▼▼▼

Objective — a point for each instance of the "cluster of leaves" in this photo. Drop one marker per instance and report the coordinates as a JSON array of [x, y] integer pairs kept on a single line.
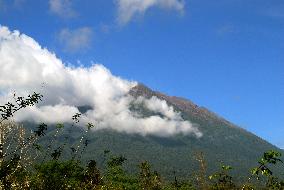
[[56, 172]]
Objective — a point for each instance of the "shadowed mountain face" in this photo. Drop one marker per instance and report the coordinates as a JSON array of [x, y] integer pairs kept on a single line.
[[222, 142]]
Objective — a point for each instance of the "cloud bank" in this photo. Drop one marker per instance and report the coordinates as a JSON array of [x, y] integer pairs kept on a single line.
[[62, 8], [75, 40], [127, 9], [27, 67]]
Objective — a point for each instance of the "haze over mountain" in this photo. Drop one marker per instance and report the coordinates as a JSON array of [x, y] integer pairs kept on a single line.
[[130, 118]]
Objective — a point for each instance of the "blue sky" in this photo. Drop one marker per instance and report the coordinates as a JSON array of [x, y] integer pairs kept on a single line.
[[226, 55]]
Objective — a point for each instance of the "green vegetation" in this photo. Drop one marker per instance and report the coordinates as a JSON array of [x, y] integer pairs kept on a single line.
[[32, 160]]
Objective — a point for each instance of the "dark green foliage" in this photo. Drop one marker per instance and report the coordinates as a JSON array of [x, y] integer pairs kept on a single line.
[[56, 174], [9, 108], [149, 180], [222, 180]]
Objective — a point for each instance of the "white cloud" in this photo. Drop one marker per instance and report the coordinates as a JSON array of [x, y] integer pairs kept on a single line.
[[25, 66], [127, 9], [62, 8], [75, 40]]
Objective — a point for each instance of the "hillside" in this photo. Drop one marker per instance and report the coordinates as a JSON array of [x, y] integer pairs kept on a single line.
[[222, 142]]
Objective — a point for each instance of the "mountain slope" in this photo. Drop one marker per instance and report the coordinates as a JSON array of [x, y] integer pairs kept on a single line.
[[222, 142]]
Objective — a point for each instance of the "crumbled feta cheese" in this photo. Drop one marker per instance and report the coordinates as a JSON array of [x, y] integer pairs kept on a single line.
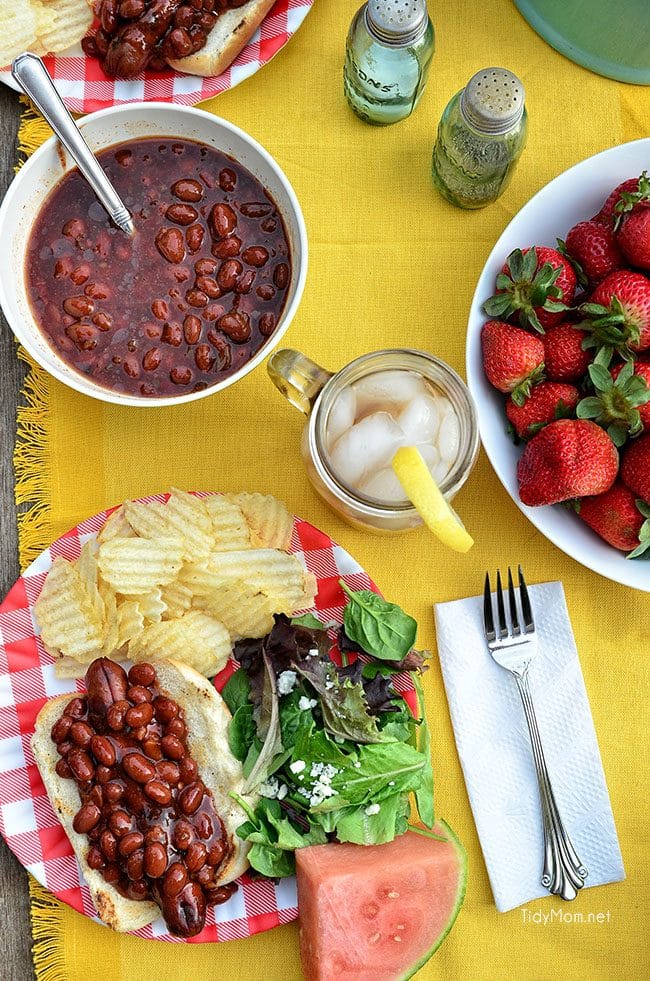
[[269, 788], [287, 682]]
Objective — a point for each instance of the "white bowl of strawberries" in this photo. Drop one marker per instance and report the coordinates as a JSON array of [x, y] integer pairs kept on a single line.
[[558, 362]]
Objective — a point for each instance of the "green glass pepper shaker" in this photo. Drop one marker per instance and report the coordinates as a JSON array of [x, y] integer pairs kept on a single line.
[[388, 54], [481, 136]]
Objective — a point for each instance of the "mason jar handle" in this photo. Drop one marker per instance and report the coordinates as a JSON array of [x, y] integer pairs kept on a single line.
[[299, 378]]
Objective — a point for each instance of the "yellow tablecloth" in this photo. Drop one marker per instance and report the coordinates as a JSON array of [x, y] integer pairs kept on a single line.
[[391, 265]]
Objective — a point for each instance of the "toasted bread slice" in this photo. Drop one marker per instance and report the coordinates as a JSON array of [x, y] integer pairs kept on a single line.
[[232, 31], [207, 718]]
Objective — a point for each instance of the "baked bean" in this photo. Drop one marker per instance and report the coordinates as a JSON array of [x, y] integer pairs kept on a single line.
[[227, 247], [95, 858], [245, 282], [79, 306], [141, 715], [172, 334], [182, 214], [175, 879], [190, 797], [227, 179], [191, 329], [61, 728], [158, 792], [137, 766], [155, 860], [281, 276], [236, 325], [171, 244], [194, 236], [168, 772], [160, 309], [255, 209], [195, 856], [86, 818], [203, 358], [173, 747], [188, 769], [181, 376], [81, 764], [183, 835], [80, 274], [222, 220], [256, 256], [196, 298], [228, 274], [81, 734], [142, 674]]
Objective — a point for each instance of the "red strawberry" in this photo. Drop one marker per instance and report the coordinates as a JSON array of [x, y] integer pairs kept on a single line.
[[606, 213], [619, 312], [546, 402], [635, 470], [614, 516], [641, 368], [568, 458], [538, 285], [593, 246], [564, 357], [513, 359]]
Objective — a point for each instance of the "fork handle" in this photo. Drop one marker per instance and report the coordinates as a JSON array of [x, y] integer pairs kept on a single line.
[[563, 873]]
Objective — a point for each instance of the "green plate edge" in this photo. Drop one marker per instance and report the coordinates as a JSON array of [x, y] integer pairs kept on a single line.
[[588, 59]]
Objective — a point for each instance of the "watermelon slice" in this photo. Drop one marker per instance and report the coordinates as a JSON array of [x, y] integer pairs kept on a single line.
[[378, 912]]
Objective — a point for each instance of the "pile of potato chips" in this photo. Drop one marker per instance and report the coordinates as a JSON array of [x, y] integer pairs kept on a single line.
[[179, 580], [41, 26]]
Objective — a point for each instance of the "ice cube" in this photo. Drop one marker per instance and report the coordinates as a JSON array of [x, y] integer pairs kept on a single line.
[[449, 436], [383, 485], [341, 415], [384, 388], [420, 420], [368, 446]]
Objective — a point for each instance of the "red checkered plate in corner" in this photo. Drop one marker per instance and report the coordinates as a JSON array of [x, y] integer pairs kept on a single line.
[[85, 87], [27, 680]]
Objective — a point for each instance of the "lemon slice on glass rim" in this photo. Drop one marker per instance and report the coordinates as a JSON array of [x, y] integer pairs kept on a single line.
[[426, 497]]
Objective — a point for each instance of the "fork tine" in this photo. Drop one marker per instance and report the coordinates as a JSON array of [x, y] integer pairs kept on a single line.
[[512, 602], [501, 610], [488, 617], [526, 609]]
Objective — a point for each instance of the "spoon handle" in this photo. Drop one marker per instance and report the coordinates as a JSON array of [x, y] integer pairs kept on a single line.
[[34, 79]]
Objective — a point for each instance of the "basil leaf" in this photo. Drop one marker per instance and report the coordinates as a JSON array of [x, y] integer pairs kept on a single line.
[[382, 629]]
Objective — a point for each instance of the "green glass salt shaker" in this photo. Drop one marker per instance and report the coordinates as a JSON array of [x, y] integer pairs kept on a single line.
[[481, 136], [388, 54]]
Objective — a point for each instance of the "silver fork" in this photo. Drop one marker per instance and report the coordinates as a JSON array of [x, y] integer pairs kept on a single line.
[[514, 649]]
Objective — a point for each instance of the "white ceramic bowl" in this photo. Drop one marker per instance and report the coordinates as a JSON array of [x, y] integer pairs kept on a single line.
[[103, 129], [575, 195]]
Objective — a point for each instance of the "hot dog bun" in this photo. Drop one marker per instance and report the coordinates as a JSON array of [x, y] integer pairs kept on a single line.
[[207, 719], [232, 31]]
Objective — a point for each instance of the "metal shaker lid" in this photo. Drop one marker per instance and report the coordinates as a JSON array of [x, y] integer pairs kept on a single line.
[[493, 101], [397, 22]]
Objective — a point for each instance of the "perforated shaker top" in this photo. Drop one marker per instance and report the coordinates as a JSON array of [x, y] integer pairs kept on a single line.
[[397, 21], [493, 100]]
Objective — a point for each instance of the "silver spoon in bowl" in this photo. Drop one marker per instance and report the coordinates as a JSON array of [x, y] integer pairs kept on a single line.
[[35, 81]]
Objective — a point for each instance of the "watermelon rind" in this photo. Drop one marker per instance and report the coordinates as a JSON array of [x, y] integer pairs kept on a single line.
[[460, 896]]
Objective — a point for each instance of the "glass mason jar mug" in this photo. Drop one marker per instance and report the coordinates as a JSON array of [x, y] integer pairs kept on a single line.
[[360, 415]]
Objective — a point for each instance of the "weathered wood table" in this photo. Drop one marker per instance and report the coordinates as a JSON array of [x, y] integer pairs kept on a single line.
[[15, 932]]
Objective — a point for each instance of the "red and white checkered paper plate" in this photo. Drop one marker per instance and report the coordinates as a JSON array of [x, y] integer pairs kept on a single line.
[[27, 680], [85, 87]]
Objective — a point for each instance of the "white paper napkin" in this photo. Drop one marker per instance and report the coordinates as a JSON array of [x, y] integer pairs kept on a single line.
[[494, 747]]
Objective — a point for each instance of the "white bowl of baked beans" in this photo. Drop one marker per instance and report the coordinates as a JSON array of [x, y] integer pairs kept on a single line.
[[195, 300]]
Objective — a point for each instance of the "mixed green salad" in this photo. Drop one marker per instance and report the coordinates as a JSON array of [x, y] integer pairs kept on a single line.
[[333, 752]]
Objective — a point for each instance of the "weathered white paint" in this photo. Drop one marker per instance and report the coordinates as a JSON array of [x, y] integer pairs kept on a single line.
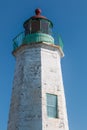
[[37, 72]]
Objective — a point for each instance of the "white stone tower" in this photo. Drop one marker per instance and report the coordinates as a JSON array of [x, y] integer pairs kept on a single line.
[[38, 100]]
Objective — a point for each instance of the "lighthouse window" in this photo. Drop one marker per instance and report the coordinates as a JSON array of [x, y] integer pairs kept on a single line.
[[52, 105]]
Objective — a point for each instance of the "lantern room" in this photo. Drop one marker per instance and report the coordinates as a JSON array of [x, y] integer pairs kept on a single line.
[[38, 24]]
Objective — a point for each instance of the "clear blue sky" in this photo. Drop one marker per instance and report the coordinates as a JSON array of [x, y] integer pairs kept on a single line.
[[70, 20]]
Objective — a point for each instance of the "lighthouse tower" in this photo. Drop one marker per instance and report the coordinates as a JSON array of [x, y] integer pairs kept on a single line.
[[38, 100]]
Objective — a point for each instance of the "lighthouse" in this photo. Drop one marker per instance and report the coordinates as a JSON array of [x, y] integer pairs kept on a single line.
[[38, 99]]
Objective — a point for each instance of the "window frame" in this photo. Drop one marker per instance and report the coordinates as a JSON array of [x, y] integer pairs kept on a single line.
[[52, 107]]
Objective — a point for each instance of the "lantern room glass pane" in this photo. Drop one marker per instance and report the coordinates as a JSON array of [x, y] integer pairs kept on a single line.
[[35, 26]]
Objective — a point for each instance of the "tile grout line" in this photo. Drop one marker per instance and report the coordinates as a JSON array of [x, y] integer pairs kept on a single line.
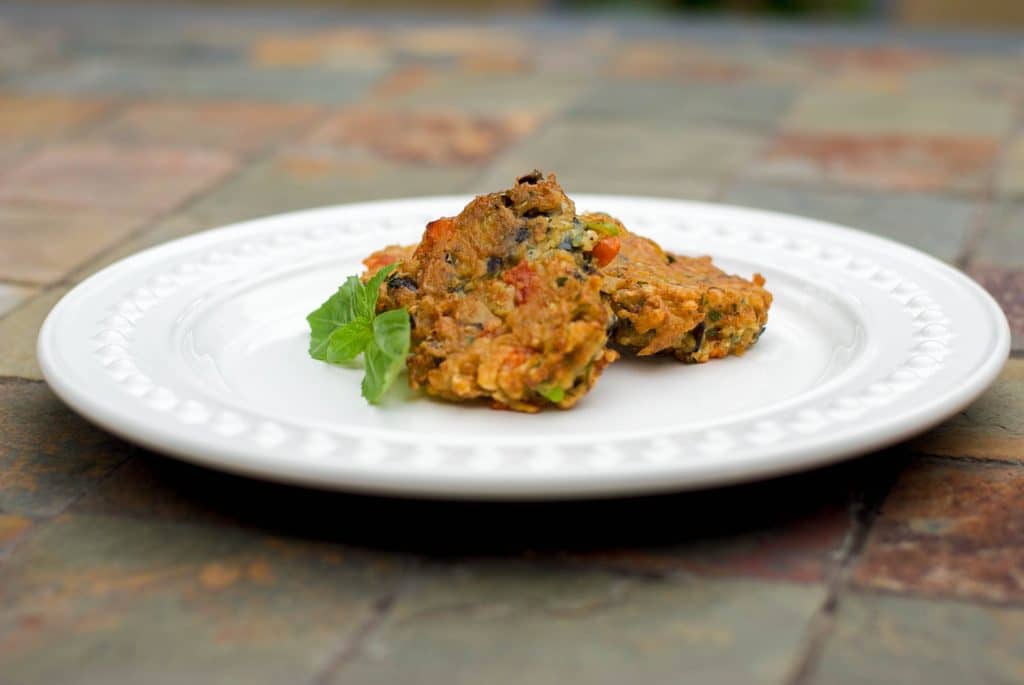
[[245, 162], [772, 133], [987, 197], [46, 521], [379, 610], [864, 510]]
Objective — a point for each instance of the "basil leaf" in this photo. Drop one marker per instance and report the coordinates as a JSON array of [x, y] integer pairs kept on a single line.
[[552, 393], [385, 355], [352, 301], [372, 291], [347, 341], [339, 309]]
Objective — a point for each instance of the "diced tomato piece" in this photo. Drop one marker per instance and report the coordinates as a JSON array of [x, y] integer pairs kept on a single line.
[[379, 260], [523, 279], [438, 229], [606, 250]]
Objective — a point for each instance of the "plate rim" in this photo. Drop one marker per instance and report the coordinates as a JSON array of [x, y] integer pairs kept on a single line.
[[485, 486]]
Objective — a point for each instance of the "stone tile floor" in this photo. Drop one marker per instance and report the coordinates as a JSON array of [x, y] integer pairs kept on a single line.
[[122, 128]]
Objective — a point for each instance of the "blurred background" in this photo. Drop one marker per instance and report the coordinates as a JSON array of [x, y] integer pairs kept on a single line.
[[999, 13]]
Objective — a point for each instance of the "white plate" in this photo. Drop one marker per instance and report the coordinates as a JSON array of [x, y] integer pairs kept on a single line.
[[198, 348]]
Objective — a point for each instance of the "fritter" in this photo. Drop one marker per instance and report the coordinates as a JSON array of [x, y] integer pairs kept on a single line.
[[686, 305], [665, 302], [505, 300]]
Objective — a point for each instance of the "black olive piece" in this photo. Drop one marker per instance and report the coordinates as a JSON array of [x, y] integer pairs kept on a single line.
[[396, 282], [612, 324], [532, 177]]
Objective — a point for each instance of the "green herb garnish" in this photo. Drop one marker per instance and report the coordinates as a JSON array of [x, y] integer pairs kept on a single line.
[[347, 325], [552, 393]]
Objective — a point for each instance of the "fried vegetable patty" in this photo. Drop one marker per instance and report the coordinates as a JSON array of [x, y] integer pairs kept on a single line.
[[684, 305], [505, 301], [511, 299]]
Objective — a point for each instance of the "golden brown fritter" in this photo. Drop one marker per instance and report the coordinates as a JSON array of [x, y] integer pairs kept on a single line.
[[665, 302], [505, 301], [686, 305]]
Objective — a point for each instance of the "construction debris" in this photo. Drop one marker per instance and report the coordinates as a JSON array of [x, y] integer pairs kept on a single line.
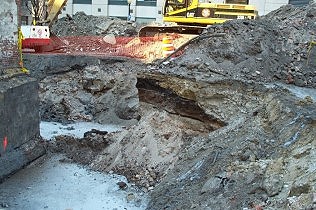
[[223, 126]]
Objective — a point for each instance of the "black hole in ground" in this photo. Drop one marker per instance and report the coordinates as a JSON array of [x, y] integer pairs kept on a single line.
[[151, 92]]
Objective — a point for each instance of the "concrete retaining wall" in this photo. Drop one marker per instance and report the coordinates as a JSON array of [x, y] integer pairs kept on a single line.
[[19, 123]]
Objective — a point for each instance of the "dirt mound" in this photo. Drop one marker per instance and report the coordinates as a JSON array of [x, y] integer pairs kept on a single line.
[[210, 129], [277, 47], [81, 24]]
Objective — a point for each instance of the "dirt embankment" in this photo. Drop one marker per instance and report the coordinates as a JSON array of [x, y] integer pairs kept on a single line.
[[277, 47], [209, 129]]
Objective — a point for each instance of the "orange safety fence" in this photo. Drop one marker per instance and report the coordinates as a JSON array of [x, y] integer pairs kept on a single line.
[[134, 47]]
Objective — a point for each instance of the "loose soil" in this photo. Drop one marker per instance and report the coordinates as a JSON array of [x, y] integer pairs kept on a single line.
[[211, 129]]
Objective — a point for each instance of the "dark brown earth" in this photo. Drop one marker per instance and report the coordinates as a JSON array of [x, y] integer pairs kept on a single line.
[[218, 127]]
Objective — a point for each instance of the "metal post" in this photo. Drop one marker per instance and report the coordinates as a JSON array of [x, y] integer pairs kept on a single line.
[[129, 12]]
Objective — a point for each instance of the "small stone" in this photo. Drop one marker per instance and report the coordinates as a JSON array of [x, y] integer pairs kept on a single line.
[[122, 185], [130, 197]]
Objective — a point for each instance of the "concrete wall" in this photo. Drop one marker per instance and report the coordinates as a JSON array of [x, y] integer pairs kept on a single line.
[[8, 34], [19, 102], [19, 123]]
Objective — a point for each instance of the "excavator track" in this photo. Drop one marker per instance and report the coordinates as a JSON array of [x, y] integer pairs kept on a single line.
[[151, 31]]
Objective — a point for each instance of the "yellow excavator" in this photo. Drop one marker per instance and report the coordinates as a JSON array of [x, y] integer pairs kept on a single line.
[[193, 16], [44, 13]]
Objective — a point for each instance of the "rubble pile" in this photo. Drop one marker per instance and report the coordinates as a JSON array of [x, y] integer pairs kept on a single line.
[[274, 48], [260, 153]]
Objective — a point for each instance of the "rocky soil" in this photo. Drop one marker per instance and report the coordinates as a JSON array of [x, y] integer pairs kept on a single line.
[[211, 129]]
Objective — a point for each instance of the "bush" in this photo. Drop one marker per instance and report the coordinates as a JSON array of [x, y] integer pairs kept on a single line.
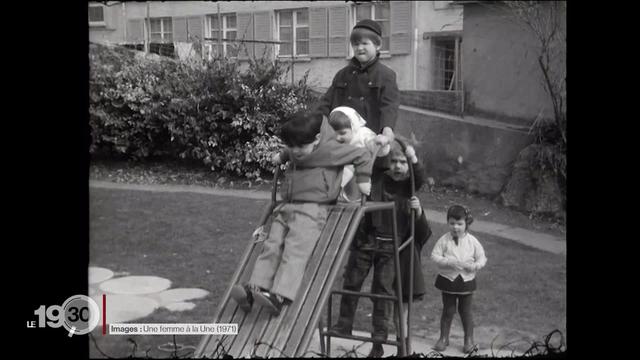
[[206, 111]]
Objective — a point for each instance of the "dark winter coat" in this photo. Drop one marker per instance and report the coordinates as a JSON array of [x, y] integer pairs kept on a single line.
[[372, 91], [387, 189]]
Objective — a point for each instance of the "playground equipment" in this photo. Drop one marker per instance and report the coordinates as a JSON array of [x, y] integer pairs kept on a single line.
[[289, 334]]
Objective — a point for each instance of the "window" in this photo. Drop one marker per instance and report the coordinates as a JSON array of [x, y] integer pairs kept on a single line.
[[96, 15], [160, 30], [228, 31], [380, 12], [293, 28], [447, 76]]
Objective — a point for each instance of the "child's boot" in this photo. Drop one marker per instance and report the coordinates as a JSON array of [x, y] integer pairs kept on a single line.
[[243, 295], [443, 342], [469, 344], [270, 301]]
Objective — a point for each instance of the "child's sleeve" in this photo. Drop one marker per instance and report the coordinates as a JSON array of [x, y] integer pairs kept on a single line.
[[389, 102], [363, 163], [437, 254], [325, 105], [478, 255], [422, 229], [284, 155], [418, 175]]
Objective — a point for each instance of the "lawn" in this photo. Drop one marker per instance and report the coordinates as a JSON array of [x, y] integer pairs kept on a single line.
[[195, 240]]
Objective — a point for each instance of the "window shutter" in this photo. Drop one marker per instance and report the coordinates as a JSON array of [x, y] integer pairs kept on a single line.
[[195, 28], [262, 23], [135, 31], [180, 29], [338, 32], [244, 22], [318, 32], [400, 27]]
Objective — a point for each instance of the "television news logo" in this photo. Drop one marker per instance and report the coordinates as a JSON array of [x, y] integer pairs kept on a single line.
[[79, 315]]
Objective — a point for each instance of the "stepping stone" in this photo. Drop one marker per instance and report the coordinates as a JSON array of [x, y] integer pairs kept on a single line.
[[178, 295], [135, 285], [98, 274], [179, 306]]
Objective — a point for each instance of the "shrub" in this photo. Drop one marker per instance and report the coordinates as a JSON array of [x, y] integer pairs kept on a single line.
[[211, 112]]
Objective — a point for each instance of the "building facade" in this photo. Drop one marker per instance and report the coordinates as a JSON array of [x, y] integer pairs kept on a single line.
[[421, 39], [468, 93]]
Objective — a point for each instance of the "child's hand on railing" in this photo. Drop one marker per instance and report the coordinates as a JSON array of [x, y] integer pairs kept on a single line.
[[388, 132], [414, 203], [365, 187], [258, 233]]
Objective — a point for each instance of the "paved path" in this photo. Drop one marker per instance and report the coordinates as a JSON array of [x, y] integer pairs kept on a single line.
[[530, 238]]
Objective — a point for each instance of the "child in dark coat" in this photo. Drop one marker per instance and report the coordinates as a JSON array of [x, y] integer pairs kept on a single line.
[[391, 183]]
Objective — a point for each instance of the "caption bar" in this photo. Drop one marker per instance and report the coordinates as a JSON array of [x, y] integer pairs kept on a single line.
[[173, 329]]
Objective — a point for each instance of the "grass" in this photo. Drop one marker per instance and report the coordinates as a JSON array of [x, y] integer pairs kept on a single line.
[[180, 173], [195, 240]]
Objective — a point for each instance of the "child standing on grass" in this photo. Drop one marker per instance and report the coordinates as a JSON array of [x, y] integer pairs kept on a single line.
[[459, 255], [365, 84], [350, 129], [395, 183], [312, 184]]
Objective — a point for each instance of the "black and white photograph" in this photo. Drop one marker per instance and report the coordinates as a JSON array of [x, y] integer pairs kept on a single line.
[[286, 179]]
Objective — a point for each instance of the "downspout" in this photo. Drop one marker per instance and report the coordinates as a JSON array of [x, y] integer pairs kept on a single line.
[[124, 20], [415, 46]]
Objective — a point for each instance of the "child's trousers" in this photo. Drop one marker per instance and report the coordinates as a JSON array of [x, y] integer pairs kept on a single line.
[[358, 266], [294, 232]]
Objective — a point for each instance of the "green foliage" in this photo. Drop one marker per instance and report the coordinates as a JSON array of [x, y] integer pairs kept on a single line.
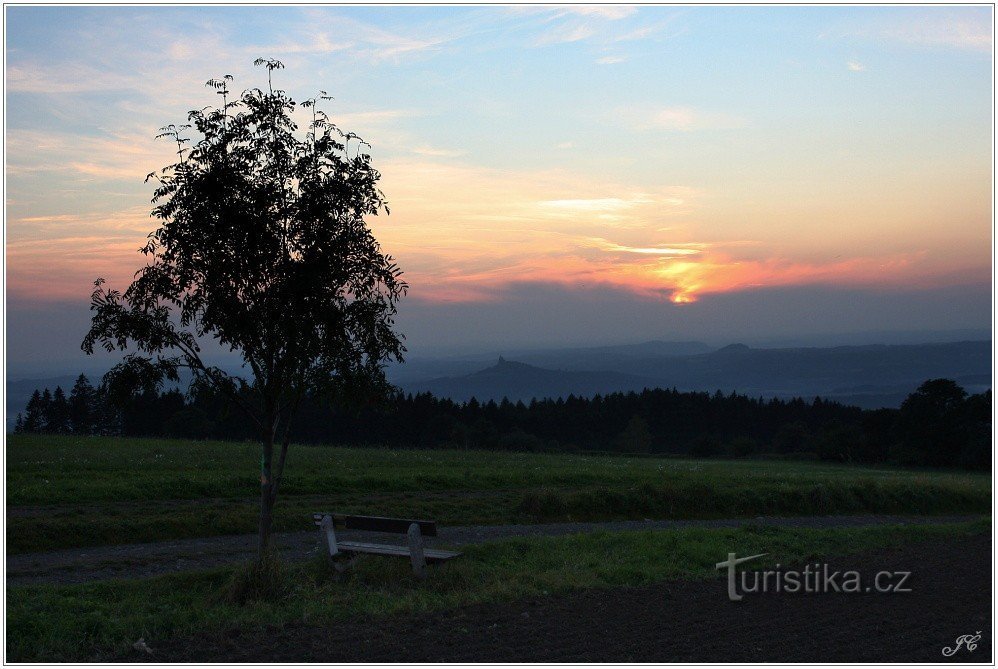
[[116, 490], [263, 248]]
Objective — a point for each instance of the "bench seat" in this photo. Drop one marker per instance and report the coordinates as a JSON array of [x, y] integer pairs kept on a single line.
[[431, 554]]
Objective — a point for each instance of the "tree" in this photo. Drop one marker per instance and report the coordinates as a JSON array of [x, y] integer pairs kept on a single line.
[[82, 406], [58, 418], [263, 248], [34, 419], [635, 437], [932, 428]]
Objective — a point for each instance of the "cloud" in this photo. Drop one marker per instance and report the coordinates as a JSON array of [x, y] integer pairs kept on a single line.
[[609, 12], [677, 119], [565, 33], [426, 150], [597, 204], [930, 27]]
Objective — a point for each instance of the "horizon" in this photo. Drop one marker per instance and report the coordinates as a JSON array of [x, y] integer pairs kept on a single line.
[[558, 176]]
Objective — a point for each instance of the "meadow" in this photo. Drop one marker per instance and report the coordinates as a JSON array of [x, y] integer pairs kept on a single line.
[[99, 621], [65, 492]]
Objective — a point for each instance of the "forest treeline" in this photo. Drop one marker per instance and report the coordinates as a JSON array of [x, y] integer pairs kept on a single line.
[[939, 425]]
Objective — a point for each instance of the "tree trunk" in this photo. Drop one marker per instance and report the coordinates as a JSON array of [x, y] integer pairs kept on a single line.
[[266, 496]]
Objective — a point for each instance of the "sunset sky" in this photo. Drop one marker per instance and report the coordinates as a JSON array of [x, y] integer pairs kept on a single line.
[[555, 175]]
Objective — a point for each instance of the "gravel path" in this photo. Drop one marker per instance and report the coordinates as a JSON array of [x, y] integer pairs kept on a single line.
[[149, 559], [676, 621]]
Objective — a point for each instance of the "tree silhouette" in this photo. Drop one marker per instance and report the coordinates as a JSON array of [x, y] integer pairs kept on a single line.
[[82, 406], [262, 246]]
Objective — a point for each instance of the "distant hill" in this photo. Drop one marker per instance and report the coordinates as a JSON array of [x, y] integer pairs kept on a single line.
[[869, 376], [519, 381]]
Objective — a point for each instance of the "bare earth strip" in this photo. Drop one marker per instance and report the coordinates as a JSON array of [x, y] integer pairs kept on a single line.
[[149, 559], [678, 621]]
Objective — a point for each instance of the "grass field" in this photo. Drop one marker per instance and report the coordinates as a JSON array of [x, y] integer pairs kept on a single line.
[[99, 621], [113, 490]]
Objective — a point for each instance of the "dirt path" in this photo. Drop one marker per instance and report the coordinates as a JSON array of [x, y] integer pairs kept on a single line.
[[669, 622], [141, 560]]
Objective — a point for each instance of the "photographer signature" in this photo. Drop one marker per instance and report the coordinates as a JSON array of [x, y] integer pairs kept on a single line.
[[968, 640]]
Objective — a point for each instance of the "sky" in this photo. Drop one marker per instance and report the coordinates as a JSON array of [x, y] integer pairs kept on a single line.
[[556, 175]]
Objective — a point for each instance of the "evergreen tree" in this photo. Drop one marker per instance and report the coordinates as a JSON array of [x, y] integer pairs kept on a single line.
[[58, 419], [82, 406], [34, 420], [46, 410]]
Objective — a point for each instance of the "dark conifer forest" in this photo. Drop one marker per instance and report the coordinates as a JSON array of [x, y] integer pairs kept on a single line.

▲▲▲

Instructions to follow:
Render the data, starting at its beginning and ending at the line containing "[[56, 172]]" (both ends included), as a two-column CSV with the columns "instruction" and "output". Give one row for each instruction, holding its text and its answer, each in one quoted field with line breaks turned into spaces, and leave the pictures out.

Completed exercise:
instruction,output
"Objective — a point for each instance of the ""cluster of leaves"" in this photo. Drop one marker per instance and report the coordinates as a JSON array of [x, y] integer pairs kept on a single line.","[[56, 172]]"